SELECTED EXCERPT =>
● ● ● ● ● ● ●

3.3. Motion Simulation and Visualization

The simulation dynamically visualized the robot’s motion and provided insights into various aspects of its performance:

• Walking trajectory: The path of the robot’s center of mass and foot-end positions over time.
• Foot-end forces: Visualization of the ground reaction forces exerted by each leg during the gait cycle.
• Joint torques from QP optimization: Analysis of the computed joint torques for the legs, highlighting the efficiency of the QP-based control strategy.
• Joint parameter outputs: Detailed charts showing joint angles, velocities, and accelerations over time.

These results are illustrated in Figure 5 (walking trajectory of the robot), Figure 6 (foot-end forces and joint torques derived from QP optimization), and Figure 7 (joint parameters, including angles and velocities).

3.4. Conclusion of Simulation Results

The simulation results demonstrate that the proposed control algorithm effectively enables stable quadruped robot motion in a simulated environment. The robot successfully tracks the desired trajectory, dynamically adjusts its posture during different gait phases, and ensures smooth transitions between the support and swing phases. The visualizations and output data provide robust theoretical and practical insights, paving the way for future real-world validations and physical experiments.

4. Physical Experiments

To validate the proposed control algorithm beyond simulations, a series of physical experiments were conducted on a quadruped robot. These experiments aimed to evaluate the robot’s stability, adaptability, and computational efficiency across diverse real-world environments and scenarios.

● ● ● ● ● ● ●

[Labeled area outline entries]
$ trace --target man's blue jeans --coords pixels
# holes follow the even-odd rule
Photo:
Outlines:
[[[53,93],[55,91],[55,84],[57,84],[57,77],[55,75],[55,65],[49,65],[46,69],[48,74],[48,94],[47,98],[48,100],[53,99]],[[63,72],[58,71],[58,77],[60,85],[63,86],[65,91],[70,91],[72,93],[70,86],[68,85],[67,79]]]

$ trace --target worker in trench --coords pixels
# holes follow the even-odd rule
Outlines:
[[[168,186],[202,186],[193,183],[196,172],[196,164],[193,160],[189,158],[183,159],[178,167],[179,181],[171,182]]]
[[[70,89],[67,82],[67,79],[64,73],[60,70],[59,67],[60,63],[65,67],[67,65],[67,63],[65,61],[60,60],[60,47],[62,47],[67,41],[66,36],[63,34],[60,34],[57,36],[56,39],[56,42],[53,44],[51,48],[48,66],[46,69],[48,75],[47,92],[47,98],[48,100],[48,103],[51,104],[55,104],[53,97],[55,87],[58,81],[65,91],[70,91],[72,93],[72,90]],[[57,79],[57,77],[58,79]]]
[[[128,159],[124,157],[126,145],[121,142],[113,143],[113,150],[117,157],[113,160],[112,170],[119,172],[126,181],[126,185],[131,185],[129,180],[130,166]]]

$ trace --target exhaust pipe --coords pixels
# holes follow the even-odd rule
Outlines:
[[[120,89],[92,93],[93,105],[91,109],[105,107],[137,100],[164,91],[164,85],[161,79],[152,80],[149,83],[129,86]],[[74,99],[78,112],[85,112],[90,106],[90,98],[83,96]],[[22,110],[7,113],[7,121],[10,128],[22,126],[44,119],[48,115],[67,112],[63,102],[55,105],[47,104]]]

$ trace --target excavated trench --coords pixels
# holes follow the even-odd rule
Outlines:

● ● ● ● ● ● ●

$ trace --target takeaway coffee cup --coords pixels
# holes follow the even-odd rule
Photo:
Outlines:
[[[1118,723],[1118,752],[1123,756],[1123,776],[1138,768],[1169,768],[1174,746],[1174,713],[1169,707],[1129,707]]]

● ● ● ● ● ● ●

OBJECTIVE 1 =>
Decide whether each statement agrees with the quadruped robot excerpt. Answer yes or no for each, and quote the exact words from the excerpt that settle it.
(a) Figure 6 presents foot-end forces and joint torques obtained through QP optimization.
(b) In the simulation, the robot fails to follow the desired trajectory.
(c) Physical experiments were carried out on a quadruped robot.
OBJECTIVE 2 => Pick up the quadruped robot excerpt after its last sentence and continue writing it.
These entries have no connection to the quadruped robot excerpt.

TASK ANSWER 1 =>
(a) Yes: "Figure 6 (foot-end forces and joint torques derived from QP optimization)"
(b) No: "The robot successfully tracks the desired trajectory"
(c) Yes: "a series of physical experiments were conducted on a quadruped robot"

TASK ANSWER 2 =>
4.1. Experimental Setup

4.1.1. Hardware Configuration

The physical quadruped robot is equipped with the following:

Sensors: Inertial measurement units (IMUs) for posture estimation, joint encoders for joint state monitoring, and foot-end force sensors for ground reaction feedback.

Actuators: High-precision servo motors enabling smooth and precise joint control.

Controller: A real-time onboard control unit with sufficient computational resources to run the proposed MPC algorithm at 100 Hz.

4.1.2. Control Modes

The experiments were conducted in two modes to comprehensively evaluate the control algorithm:

Manual Control Mode: The robot was operated using a remote controller, allowing the operator to manually adjust its speed, direction, and gait transitions. This mode focused on testing the robot’s responsiveness and adaptability.

Path Planning Mode: The robot followed a predefined trajectory, generated by the path planning module, to evaluate its ability to autonomously track a desired path while maintaining stability and efficiency.

4.1.3. Testing Environments

The quadruped robot was tested in various environments, as depicted in Figure 8, including a runway, grassland, football field, and laboratory.

• Runway: A flat and stable surface representing ideal conditions for basic locomotion and trajectory tracking.
• Grassland: An uneven, soft terrain for testing adaptability to external disturbances such as slipping or sinking.
• Football Field: An artificial turf field requiring stability during rapid turning and dynamic speed changes.
• Laboratory: A controlled environment for precise maneuvers, such as narrow-path walking and obstacle crossing.

Figure 8. Testing environments: (a) runway, (b) grassland, (c) football field, and (d) laboratory.

Figure 8. Testing environments: (a) runway, (b) grassland, (c) football field, and (d) laboratory.

4.2. Experimental Procedure

The experiments were conducted in the following steps:

Setup: The robot was initialized with either manual control commands or a predefined path planning trajectory, depending on the mode.

Task Execution: The robot performed tasks such as straight-line walking, turning, variable-speed motion, and obstacle crossing in each environment.

Disturbance Testing: In the grassland and football field scenarios, random external pushes or terrain irregularities were introduced to evaluate recovery performance.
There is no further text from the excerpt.